Quoted passage.
-- Begin --

3189: Conic Sections

2026-01-21T15:49:30Z

2620:72:0:60C:C46F:9E8E:9110:51CA:

{{comic
| number = 3189
| date = January 2, 2026
| title = Conic Sections
| image = conic_sections_2x.png
| imagesize = 288x322px
| noexpand = true
| titletext = They're not generally used for crewed spacecraft because astronauts HATE going around the corners.
}}

{{incomplete|This explanation is full of jargon from both orbital mechanics and geometry, making the explanation unnecessarily complicated. It buries the punchline in the middle of a discussion about the two-body problem, moment inertia, and general relativity, none of which are relevant to this comic.}}
==Explanation==
A {{w|Kepler orbit}} describes the simplified motion of one celestial object relative to another. Such an orbit will form a {{w|conic section}} — a curve obtained from a cone's surface intersecting a plane. The three types of conic section are the hyperbola, the parabola, and the ellipse; the circle is a special case of the ellipse, though it is sometimes considered a fourth type, while intersections of the plane with the point of the cone (just that point, a straight line through that point or else four converging lines that all meet at the point) are possible constructions that are usually excluded. (In reality, this model is based only on the most simple modeling of two point masses, and ignores any other factors such as the gravity of other objects, non-gravitational forces (e.g. atmospheric drag), each object being a non-spherical(/non-point) body of non-uniform density and any {{w|Relativistic angular momentum#Orbital 3d angular momentum|relativistic effects}}, but it serves as a good basis for most orbital calculations before needing further refinements to cover the most relevant additional perturbations for a given scenario.)

[[File:TypesOfConicSections.jpg|thumb|alt=Example conic sections|How conic sections emerge from various planar intersections with bidirectional cones, which technically continue beyond the 'top' and 'bottom' of each diagram.
<hr/>1) Plane intersects perpendicular to conic axis, results in a circular line (often counted as an ellipse of zero eccentricity) around one cone.
<br/>2) Plane intersects at a small angle away from the perpendicular, results in an elliptic line around one cone.
<br/>3) Plane intersects exactly at the angle of the (opposite) slope of the cone, results in an open-ended line that continues parabolically to infinity at an ever-increasing width (by decreasing degree) but at constant offset from the parallel slope of that cone.
<br/>4) Plane intersects at an angle closer to the axis than the cone slope (including being exactly parallel to the axis, as here), resulting in two open-ended hyperbolic lines to infinity (eventually tending to diverge at the rate of the conic slope itself), one upon each cone.

-- End --

Entries supplied.

-- Begin --

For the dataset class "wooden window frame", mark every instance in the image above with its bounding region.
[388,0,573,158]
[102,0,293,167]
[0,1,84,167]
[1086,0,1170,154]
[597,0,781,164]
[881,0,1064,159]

-- End --

Tasks for this exercise.
a - Answer these questions from the conic sections page:
(i) According to the title text, why are they not generally used for crewed spacecraft?
(ii) Which three types of conic section does the explanation name?
(iii) In the image caption, what results when the plane intersects perpendicular to the conic axis?
b - For each statement, say whether the conic sections page agrees, and quote the words that decide it:
(i) The comic is dated January 2, 2026.
(ii) The explanation says the simple orbit model accounts for atmospheric drag.
(iii) A plane intersecting exactly at the angle of the cone's slope produces two hyperbolic lines.

Per-task outputs.
a -
(i) Astronauts hate going around the corners.
(ii) The hyperbola, the parabola, and the ellipse.
(iii) A circular line around one cone.

b -
(i) Yes: "date = January 2, 2026"
(ii) No: "ignores any other factors such as the gravity of other objects, non-gravitational forces (e.g. atmospheric drag)"
(iii) No: "results in an open-ended line that continues parabolically to infinity"